Given instruction:
Swap "one dot per instance" for "one point per instance" everywhere in the listing below and change nothing else. Reproduce the lines without the pictures.
** START Exercise data **
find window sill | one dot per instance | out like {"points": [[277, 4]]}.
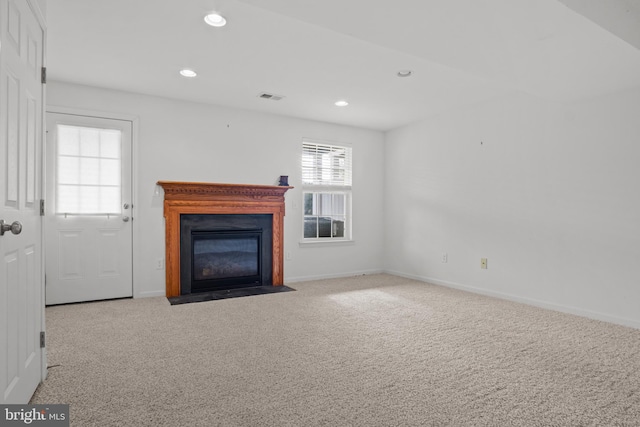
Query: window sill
{"points": [[328, 242]]}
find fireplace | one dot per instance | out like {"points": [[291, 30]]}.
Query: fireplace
{"points": [[220, 252], [227, 219]]}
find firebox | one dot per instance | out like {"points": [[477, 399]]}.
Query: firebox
{"points": [[219, 252]]}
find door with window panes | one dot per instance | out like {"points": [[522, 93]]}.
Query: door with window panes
{"points": [[88, 214]]}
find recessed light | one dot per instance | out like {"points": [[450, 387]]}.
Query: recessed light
{"points": [[188, 73], [215, 20]]}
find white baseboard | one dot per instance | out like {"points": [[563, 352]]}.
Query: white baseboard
{"points": [[289, 280], [149, 294], [537, 303]]}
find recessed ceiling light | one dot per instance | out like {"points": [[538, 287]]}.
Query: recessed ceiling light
{"points": [[215, 20], [188, 73]]}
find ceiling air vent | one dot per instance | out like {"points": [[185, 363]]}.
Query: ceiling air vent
{"points": [[270, 96]]}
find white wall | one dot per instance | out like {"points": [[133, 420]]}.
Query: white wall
{"points": [[551, 197], [183, 141]]}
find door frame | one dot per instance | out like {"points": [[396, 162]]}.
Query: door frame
{"points": [[134, 174]]}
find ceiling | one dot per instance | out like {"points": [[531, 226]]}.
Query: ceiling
{"points": [[461, 52]]}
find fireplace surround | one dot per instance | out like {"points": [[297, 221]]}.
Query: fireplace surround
{"points": [[198, 198]]}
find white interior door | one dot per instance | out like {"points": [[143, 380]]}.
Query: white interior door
{"points": [[21, 284], [88, 210]]}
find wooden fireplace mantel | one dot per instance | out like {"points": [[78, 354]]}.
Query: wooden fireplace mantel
{"points": [[210, 198]]}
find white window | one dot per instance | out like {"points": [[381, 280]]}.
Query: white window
{"points": [[326, 183], [88, 177]]}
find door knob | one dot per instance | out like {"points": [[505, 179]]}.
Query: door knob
{"points": [[15, 227]]}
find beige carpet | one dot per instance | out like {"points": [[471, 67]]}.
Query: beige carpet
{"points": [[365, 351]]}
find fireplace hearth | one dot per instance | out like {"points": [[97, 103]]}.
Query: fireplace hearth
{"points": [[201, 202]]}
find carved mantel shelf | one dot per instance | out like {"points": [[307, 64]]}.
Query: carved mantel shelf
{"points": [[210, 198]]}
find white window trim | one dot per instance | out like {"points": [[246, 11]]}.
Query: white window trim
{"points": [[339, 189]]}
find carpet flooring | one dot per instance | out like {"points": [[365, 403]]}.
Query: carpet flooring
{"points": [[373, 350]]}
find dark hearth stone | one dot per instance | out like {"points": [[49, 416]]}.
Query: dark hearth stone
{"points": [[229, 293]]}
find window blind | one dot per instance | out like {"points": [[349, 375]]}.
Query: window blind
{"points": [[328, 165]]}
** END Exercise data **
Answer:
find window sill | one point per instance | out like {"points": [[277, 4]]}.
Query: window sill
{"points": [[328, 242]]}
find fireplace | one point per instance | out like {"points": [[291, 30]]}.
Query: fireplace
{"points": [[220, 252], [227, 219]]}
find firebox | one point per instance | out like {"points": [[477, 399]]}.
Query: firebox
{"points": [[219, 252]]}
find door with window panes | one point per instance | out like {"points": [[522, 93]]}.
Query: door with window panes
{"points": [[88, 214]]}
find recessed light | one point per instance | out like {"points": [[450, 387]]}.
Query: recessed light
{"points": [[188, 73], [215, 20]]}
find white baseboard | one point per instance | out like {"points": [[563, 352]]}.
Query: white baseboard
{"points": [[289, 280], [149, 294], [537, 303]]}
find recessed ceiling light | one point per instance | out like {"points": [[538, 287]]}.
Query: recessed ceiling light
{"points": [[215, 20], [188, 73]]}
find ceiling air vent | one point per instance | out like {"points": [[185, 363]]}.
Query: ceiling air vent
{"points": [[270, 96]]}
find white wall | one point per instance | out like {"points": [[133, 420]]}.
Query: white wall
{"points": [[551, 197], [183, 141]]}
find door frame | one point per instance | out like {"points": [[396, 162]]}.
Query: door frame
{"points": [[134, 174]]}
find ceiling | one point per instance | out like {"points": [[531, 226]]}.
Query: ceiling
{"points": [[461, 52]]}
find fireplace surround | one point per instance | out like {"points": [[297, 221]]}.
Query: fireplace surround
{"points": [[198, 198]]}
find white interior door | one point per instance | out like {"points": [[143, 380]]}.
Query: white interior door
{"points": [[21, 284], [88, 210]]}
find wooden fireplace mantel | one point per instance | out like {"points": [[78, 354]]}.
Query: wooden fireplace mantel
{"points": [[210, 198]]}
find white window | one point per instance | out like {"points": [[381, 280]]}.
Query: white window
{"points": [[326, 183], [88, 177]]}
find door knob | one point per instance | out like {"points": [[505, 179]]}.
Query: door knob
{"points": [[15, 227]]}
find beige carpet | one point per instance | out like {"points": [[471, 67]]}.
Query: beige carpet
{"points": [[365, 351]]}
find fireplace hearth | one point per instance | out like {"points": [[97, 103]]}.
Query: fireplace hearth
{"points": [[201, 202]]}
find carved mantel shelf | one point per instance | out like {"points": [[307, 64]]}.
Query: carved mantel shelf
{"points": [[210, 198]]}
find white window trim | one point per instance | out like {"points": [[246, 11]]}.
Query: white window trim
{"points": [[339, 189]]}
find carpet flooring | one point per instance | out like {"points": [[365, 403]]}.
Query: carpet flooring
{"points": [[373, 350]]}
find dark hearth stone | one point per instance | out like {"points": [[49, 416]]}.
Query: dark hearth stone
{"points": [[229, 293]]}
find window blind | one point per instance | out like {"points": [[349, 375]]}.
Query: window blind
{"points": [[328, 165]]}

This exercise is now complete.